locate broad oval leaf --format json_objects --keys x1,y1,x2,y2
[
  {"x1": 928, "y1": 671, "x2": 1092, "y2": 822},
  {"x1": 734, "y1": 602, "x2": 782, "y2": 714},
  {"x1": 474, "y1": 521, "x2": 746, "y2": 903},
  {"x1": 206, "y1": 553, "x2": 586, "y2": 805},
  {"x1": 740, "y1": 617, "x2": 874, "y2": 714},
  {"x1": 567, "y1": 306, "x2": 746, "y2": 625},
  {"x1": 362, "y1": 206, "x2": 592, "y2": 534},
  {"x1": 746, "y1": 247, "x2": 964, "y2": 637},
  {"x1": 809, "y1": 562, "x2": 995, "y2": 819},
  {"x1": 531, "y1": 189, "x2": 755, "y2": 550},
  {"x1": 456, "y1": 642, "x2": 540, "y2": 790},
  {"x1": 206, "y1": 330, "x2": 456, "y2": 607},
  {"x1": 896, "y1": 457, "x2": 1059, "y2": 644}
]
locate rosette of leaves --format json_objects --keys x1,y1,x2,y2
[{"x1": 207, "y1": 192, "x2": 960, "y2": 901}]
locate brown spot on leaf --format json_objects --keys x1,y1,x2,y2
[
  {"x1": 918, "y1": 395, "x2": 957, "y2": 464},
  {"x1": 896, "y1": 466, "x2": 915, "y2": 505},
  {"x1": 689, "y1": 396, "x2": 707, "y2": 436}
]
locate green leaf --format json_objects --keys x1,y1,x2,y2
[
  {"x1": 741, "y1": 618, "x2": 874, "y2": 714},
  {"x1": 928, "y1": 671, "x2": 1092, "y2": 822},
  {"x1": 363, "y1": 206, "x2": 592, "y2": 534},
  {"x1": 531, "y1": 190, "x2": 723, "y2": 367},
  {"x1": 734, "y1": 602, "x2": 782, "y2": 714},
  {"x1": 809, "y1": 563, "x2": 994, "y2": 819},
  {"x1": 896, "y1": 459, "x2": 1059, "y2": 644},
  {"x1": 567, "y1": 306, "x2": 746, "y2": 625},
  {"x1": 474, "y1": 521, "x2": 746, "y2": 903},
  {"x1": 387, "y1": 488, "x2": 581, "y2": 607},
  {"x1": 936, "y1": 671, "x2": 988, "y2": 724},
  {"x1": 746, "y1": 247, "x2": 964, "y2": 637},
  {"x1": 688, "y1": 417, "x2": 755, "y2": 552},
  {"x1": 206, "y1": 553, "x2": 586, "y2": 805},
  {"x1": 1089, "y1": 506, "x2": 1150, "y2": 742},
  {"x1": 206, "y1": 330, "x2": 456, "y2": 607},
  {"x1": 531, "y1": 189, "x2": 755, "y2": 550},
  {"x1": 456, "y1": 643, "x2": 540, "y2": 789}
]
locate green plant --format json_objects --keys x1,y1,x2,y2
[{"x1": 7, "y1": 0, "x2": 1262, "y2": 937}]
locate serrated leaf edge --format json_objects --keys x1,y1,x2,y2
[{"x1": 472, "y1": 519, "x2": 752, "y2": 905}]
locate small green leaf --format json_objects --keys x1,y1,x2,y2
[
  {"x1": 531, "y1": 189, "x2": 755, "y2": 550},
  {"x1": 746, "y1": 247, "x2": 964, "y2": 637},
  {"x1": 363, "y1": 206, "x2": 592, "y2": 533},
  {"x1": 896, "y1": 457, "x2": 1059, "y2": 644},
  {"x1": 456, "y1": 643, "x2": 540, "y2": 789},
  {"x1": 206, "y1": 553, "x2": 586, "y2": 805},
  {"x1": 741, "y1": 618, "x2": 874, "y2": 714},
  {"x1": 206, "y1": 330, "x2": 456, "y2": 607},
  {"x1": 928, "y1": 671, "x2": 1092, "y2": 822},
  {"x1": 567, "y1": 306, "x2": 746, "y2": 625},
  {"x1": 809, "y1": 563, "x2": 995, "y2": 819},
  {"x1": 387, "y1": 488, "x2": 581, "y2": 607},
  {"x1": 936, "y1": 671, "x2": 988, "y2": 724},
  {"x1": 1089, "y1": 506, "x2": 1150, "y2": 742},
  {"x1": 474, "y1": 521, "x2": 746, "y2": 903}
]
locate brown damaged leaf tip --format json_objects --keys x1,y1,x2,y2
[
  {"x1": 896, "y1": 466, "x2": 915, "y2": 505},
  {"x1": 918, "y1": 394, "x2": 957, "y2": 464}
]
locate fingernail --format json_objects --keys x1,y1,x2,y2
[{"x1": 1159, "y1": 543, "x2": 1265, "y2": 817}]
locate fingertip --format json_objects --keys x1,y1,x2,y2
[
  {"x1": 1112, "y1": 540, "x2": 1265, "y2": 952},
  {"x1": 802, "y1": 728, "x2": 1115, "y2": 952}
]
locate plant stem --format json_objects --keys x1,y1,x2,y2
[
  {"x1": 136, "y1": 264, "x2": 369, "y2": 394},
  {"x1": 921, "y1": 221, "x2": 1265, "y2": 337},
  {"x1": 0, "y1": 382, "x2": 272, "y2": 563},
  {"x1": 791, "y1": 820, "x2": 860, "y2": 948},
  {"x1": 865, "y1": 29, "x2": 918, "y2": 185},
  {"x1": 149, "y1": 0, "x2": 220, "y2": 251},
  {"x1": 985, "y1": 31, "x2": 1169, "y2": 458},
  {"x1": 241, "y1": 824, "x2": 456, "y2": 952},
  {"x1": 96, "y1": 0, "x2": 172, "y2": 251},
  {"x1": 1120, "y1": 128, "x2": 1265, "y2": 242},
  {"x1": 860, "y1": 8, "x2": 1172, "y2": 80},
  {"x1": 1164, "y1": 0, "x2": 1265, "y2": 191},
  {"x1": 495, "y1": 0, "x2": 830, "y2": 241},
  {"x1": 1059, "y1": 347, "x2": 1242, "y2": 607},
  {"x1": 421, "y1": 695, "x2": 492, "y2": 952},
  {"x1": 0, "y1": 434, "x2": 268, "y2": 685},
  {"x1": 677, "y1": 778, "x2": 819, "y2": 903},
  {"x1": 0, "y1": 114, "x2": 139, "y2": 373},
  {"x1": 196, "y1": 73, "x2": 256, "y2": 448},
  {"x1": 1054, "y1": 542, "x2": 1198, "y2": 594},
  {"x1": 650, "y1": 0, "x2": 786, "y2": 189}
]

### Do this
State how many lines in the material above contain the word "plant". Give only the number.

### Final result
2